#### BACAAN UNTUK DITELAAH:
###

Adapun yang menjadi dasar hukum penyelenggaraan program
imunisasi di Indonesia diantaranya :
A. Undang-Undang Nomor 36 Tahun 2009 Tentang Kesehatan.

B. Undang-Undang No. 4 Tahun 1984 tentang Wabah Penyakit Menular.
C. Undang-Undang No. 1 Tahun 1962 tentang Karantina Laut.
D. Undang-Undang No. 2 Tahun 1962 tentang Karantina Udara.

E. Keputusan MenKes No. 1611/MenKes/SK/XI/2005 tentang Pedoman
Penyelenggaraan Imunisasi.
F. Keputusan MenKes No. 1059/MenKes/SK/IX/2004 tentang Pedoman
Penyelenggaran Imunisasi.
G. Keputusan MenKes No. HK.02.02/MenKes/433/2016 tentang
Pemberian Imunisasi Ulang Pada Anal Yang Mendapat Vaksin Palsu.

6
H. Keputusan MenKes No. 1626/ MenKes/SK/XII/2005 tentang Pedoman
Pemantauan dan Penanggulangan Kejadian Ikutan Paska Imunisasi
(KIPI).
I. Undang-Undang No. 23 Tahun 2002 tentang Perlindungan Anak.
J. Peraturan MenKes No. 12 Tahun 2017 tentang Penyelenggaraan
Imunisasi
K. Peraturan Pemerintah No.42 Tahun 2013 tentang Penyelenggaraan
Imunisasi.
L. Peraturan Pemerintah No. 32 Tahun 1996 tentang Tenaga Kesehatan.

###

Entri Tersimpan:
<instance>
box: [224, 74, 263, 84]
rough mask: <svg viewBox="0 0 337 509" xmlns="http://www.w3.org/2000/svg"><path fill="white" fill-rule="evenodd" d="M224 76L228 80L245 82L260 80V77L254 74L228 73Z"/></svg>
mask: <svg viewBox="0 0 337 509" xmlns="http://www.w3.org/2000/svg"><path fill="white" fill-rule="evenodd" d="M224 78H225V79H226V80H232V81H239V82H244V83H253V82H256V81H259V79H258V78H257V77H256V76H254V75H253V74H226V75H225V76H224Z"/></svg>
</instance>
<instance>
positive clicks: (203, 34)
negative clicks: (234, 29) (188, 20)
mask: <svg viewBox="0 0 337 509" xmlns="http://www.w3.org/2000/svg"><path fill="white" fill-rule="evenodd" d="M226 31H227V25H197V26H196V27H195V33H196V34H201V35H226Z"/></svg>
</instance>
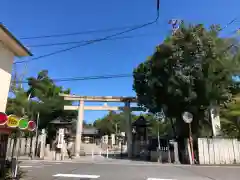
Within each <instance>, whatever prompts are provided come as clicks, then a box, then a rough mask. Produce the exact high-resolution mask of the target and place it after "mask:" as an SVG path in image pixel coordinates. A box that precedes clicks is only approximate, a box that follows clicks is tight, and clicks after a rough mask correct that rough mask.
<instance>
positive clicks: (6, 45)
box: [0, 23, 32, 112]
mask: <svg viewBox="0 0 240 180" xmlns="http://www.w3.org/2000/svg"><path fill="white" fill-rule="evenodd" d="M31 55H32V54H31V52H30V51H29V50H28V49H27V48H26V47H24V46H23V44H21V43H20V41H18V40H17V39H16V38H15V37H14V36H13V35H12V33H10V31H8V30H7V28H6V27H5V26H4V25H3V24H1V23H0V81H1V89H0V112H5V110H6V105H7V98H8V92H9V87H10V82H11V74H12V66H13V61H14V57H26V56H31Z"/></svg>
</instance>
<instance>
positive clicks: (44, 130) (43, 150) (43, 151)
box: [40, 129, 46, 159]
mask: <svg viewBox="0 0 240 180" xmlns="http://www.w3.org/2000/svg"><path fill="white" fill-rule="evenodd" d="M45 148H46V131H45V129H42V134H41V136H40V158H41V159H44V156H45Z"/></svg>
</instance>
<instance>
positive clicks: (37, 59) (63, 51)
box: [14, 0, 160, 64]
mask: <svg viewBox="0 0 240 180" xmlns="http://www.w3.org/2000/svg"><path fill="white" fill-rule="evenodd" d="M159 1H160V0H157V16H156V18H155V20H153V21H151V22H148V23H145V24H142V25H139V26H135V27H133V28H131V29H128V30H125V31H122V32H118V33H115V34H111V35H108V36H105V37H104V38H99V39H95V40H90V41H88V42H86V43H84V44H80V45H77V46H72V47H70V48H66V49H62V50H58V51H54V52H52V53H49V54H45V55H41V56H39V57H36V58H33V59H30V60H25V61H18V62H14V64H21V63H25V62H32V61H35V60H38V59H42V58H45V57H49V56H52V55H56V54H59V53H63V52H66V51H70V50H73V49H76V48H79V47H83V46H87V45H90V44H93V43H96V42H100V41H104V40H108V39H109V38H112V37H116V36H119V35H122V34H125V33H128V32H132V31H135V30H138V29H141V28H144V27H146V26H149V25H152V24H154V23H156V22H157V21H158V19H159V6H160V5H159Z"/></svg>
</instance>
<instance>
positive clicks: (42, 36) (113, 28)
mask: <svg viewBox="0 0 240 180" xmlns="http://www.w3.org/2000/svg"><path fill="white" fill-rule="evenodd" d="M136 26H139V25H132V26H123V27H115V28H109V29H99V30H88V31H81V32H74V33H65V34H52V35H42V36H32V37H23V38H20V39H24V40H25V39H45V38H58V37H66V36H75V35H85V34H94V33H102V32H112V31H118V30H125V29H130V28H133V27H136Z"/></svg>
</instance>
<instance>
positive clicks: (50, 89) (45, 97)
mask: <svg viewBox="0 0 240 180" xmlns="http://www.w3.org/2000/svg"><path fill="white" fill-rule="evenodd" d="M27 81H28V88H27V89H26V90H25V89H23V88H17V89H16V88H15V90H14V96H13V97H11V98H9V99H8V104H7V113H8V114H15V115H17V116H20V117H21V116H24V115H25V116H28V118H29V119H32V120H36V117H37V116H36V114H37V113H39V114H40V118H39V128H40V129H42V128H46V127H47V126H48V123H49V122H50V121H52V120H54V119H55V118H58V117H60V118H61V119H64V120H66V121H70V120H72V118H76V115H77V114H76V112H74V111H65V110H64V109H63V106H64V105H66V104H67V103H71V102H65V101H64V99H63V98H62V97H60V96H59V93H65V94H69V93H70V89H66V90H64V88H63V87H62V86H58V85H57V84H56V83H55V82H53V80H52V79H51V78H50V77H49V75H48V71H47V70H43V71H41V72H39V73H38V75H37V77H29V78H28V79H27Z"/></svg>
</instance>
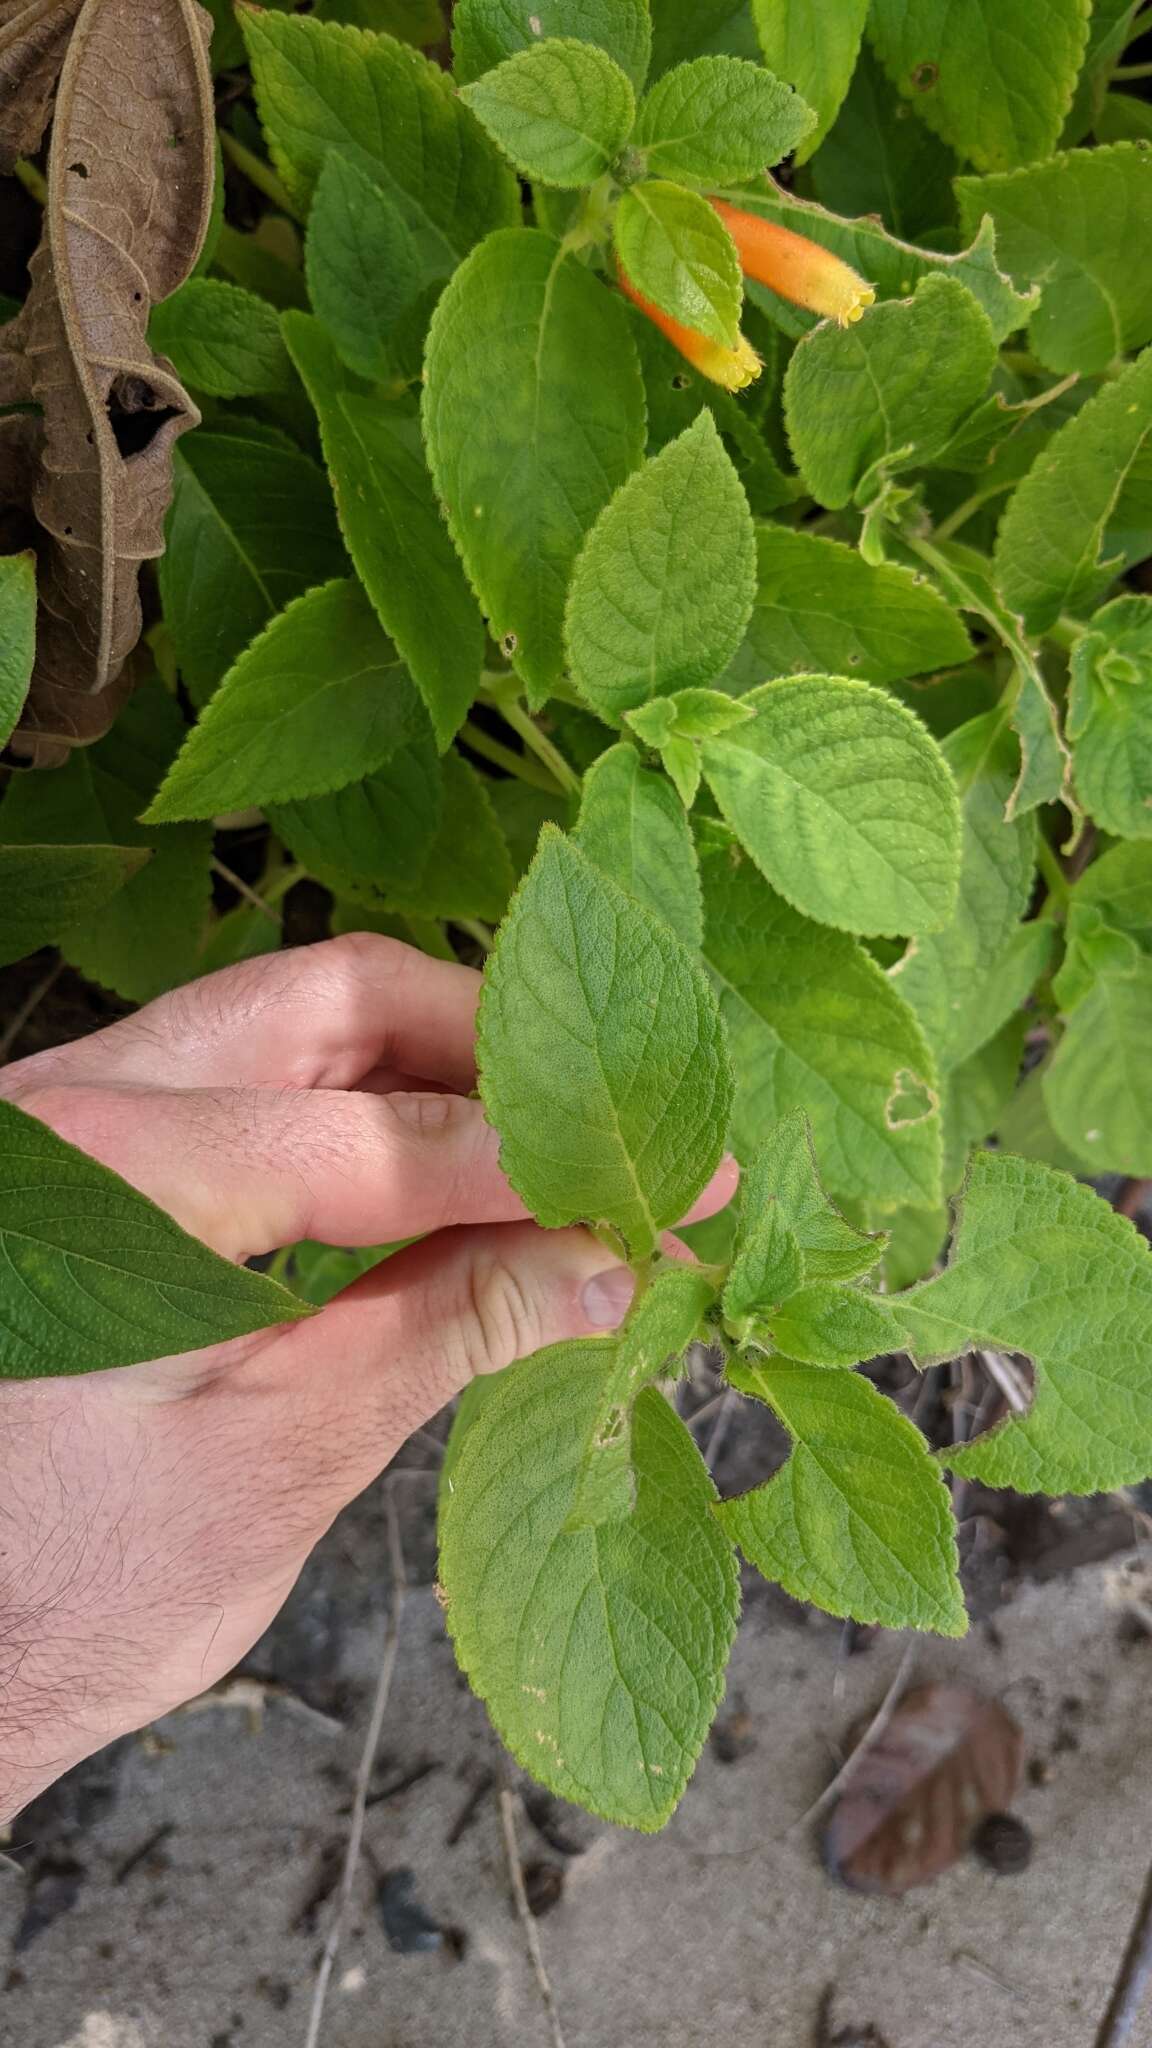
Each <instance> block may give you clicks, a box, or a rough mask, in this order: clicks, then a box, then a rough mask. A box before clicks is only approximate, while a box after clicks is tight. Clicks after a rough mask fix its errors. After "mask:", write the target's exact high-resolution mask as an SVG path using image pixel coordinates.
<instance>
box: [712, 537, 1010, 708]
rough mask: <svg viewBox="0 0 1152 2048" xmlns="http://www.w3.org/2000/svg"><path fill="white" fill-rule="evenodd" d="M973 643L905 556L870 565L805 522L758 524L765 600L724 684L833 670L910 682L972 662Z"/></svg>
mask: <svg viewBox="0 0 1152 2048" xmlns="http://www.w3.org/2000/svg"><path fill="white" fill-rule="evenodd" d="M970 653H972V641H970V639H968V633H965V631H963V625H961V623H959V618H957V614H955V612H953V608H951V604H945V600H943V598H941V596H939V592H937V590H933V586H931V584H927V582H924V580H922V578H916V575H914V573H912V571H910V569H904V567H900V565H896V563H888V561H883V563H879V565H877V567H873V565H871V563H867V561H865V559H863V557H861V553H859V549H855V547H845V543H842V541H828V539H824V537H822V535H814V532H806V530H804V528H799V526H773V524H767V526H758V528H756V602H754V606H752V616H750V621H748V631H746V635H744V641H742V645H740V647H738V651H736V655H734V657H732V662H730V664H728V670H726V674H724V686H726V688H730V690H736V692H744V690H750V688H752V686H754V684H758V682H767V680H769V676H793V674H801V672H808V674H828V676H853V678H855V680H857V682H900V680H902V678H904V676H920V674H924V672H927V670H933V668H951V666H955V664H957V662H965V659H968V657H970Z"/></svg>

###

#### PERINTAH KERJA 1:
Jawablah pertanyaan tentang teks dasar hukum imunisasi ini:
(a) Undang-undang nomor berapa dan tahun berapa yang mengatur Karantina Udara?
(b) Apa nomor dan tahun Undang-Undang tentang Perlindungan Anak?
(c) Peraturan Pemerintah tentang Tenaga Kesehatan bernomor berapa dan terbit tahun berapa?
#### PERINTAH KERJA 2:
Tentukan apakah setiap pernyataan sesuai dengan teks dasar hukum imunisasi. Jawab ya atau tidak, lalu kutip kata-kata penentunya dari teks.
(a) Undang-undang kesehatan yang disebut adalah Undang-Undang Nomor 36 Tahun 2009.
(b) Undang-Undang No. 4 Tahun 1984 mengatur Karantina Laut.
(c) Peraturan MenKes No. 12 Tahun 2017 mengatur penyelenggaraan imunisasi.
Data tersebut tidak diperlukan untuk mengerjakan tugas.

#### JAWABAN TUGAS 1:
(a) Undang-Undang No. 2 Tahun 1962.
(b) Nomor 23 Tahun 2002.
(c) Nomor 32 Tahun 1996.

#### JAWABAN TUGAS 2:
(a) Ya: "Undang-Undang Nomor 36 Tahun 2009 Tentang Kesehatan."
(b) Tidak: "Undang-Undang No. 4 Tahun 1984 tentang Wabah Penyakit Menular."
(c) Ya: "Peraturan MenKes No. 12 Tahun 2017 tentang Penyelenggaraan Imunisasi"